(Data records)
********
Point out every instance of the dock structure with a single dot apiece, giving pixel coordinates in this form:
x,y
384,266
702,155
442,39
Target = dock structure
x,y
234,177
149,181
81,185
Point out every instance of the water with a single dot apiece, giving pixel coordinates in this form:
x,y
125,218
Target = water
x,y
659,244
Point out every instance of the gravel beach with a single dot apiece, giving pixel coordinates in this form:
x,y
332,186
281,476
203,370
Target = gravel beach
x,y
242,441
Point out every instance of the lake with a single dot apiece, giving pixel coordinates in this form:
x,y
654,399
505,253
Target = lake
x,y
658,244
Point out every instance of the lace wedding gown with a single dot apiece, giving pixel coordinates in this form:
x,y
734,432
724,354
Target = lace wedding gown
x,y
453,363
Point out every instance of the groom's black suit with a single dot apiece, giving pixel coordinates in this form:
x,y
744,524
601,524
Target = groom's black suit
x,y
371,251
********
- **Directions**
What are the lines from the one with "Point out every instance of the gravel" through the last line of the records above? Quote them exactly and add nothing.

- **Reply**
Point out every instance of the gravel beach with a single dot apiece, giving pixel coordinates in this form:
x,y
332,186
281,476
203,370
Target = gravel beach
x,y
242,441
Point out every instance of the lake with a single dot apiece, giving pixel coordinates in this form:
x,y
654,399
505,253
Target = lake
x,y
658,244
Point out every instance of the lace wedding gown with a single dot apiece, giving pixel coordinates in this form:
x,y
734,432
724,354
Target = lace wedding gown
x,y
453,363
Point out every instance of the groom's black suit with a single dot apiece, giving pixel coordinates in this form:
x,y
744,524
601,524
Target = groom's black suit
x,y
371,251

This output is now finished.